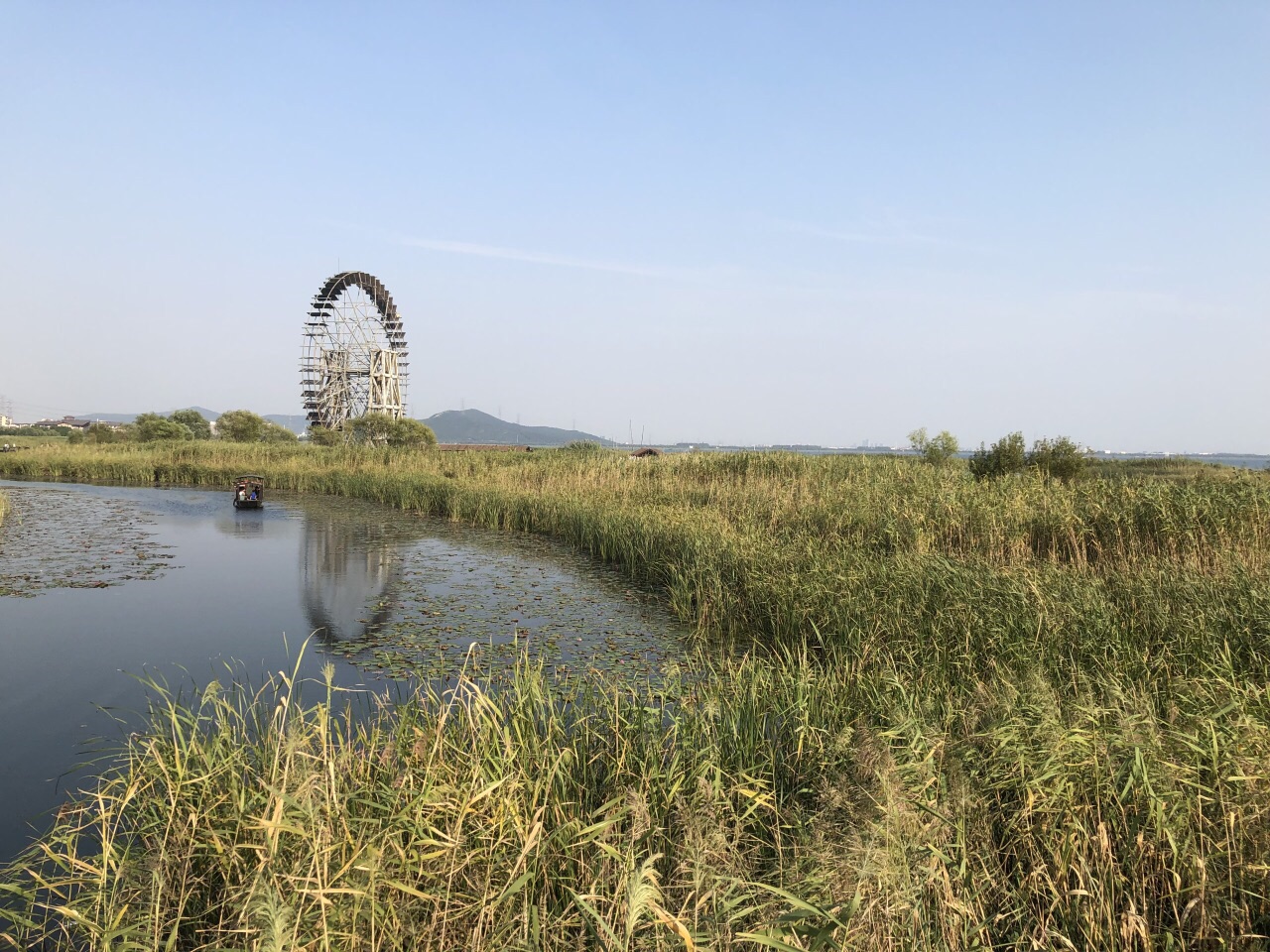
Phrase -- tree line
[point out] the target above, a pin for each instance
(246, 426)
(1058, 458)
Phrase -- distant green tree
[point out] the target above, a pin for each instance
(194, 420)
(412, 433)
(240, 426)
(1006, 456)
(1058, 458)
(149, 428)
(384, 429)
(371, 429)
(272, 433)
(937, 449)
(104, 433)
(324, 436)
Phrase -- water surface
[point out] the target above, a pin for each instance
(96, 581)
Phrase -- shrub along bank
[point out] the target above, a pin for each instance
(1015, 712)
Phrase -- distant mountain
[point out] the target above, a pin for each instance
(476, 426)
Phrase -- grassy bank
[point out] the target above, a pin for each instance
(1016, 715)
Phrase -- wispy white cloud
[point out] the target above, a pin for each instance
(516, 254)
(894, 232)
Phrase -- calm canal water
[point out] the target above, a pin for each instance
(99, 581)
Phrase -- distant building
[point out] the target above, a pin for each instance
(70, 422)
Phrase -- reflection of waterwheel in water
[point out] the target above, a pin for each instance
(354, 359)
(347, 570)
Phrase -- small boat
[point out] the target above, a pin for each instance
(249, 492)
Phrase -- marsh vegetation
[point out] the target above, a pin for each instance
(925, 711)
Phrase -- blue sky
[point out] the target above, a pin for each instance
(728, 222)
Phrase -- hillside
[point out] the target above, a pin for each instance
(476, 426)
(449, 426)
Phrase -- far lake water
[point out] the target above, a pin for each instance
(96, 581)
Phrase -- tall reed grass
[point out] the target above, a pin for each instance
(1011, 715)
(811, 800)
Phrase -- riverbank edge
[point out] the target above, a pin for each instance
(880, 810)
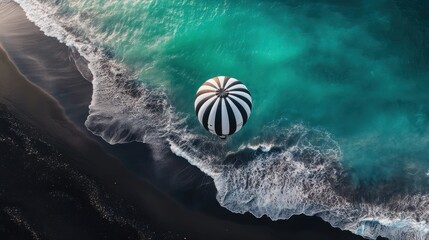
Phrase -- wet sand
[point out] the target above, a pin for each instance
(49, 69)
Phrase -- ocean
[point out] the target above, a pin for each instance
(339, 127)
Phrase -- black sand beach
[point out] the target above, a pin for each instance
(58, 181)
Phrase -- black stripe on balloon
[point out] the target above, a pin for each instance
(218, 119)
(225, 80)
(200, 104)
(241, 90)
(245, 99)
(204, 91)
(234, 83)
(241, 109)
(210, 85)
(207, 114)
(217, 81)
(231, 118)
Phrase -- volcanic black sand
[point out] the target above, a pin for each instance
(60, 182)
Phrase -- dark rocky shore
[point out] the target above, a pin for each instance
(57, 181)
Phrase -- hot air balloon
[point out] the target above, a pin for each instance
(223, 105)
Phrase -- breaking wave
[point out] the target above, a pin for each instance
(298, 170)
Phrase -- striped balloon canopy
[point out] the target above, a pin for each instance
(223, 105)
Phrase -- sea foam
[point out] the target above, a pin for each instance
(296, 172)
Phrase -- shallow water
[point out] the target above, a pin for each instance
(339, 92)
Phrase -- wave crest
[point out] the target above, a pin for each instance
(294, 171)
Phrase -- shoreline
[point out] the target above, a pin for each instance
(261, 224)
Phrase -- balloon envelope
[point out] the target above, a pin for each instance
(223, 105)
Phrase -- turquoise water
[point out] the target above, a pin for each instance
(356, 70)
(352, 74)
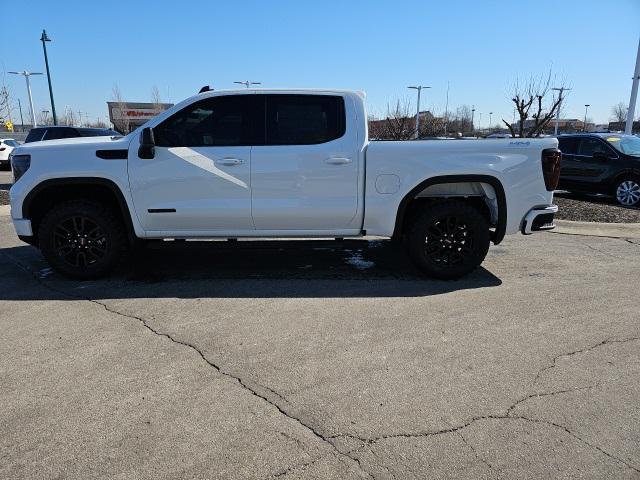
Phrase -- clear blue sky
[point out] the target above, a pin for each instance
══════
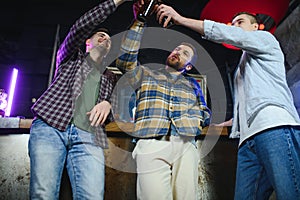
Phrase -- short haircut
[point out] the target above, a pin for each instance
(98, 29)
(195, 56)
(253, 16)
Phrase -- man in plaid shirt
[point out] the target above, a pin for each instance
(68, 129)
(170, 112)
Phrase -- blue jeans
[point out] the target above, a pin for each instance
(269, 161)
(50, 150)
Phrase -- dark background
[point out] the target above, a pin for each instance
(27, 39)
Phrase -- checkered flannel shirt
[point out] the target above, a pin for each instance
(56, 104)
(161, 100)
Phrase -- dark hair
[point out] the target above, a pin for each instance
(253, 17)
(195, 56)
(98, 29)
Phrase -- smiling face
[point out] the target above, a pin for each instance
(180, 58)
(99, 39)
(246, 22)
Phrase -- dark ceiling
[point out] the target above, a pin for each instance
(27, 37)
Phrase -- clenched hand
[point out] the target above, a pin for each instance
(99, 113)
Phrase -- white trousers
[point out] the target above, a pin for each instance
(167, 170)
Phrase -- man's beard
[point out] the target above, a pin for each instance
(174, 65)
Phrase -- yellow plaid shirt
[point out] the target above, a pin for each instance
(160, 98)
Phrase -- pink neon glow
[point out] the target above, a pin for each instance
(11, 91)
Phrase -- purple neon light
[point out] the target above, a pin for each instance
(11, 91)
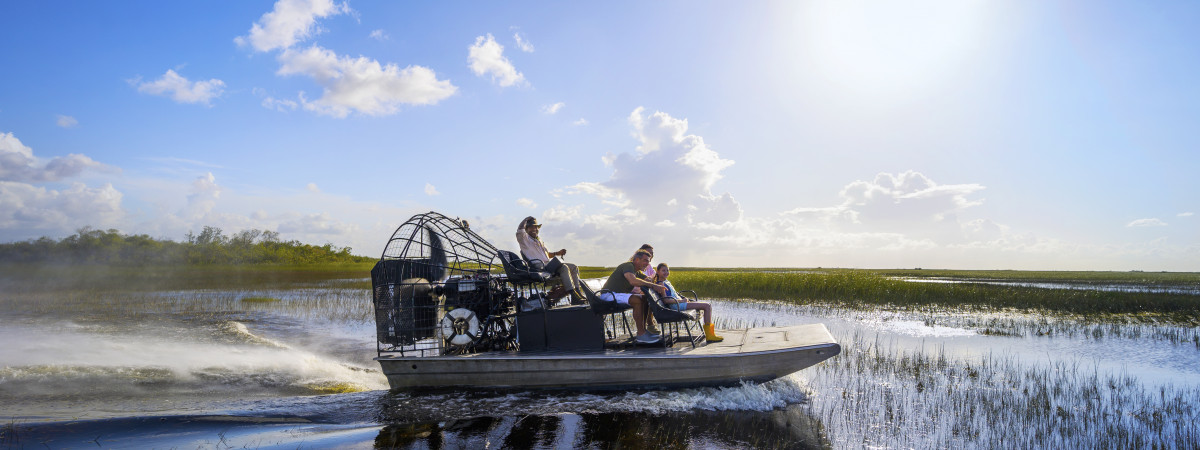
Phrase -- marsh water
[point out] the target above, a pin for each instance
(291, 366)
══════
AIM: Pick out each line of the items above that contains the word "wave" and copy those lines.

RESULT:
Phrase -- breaking wave
Phrase -- wave crest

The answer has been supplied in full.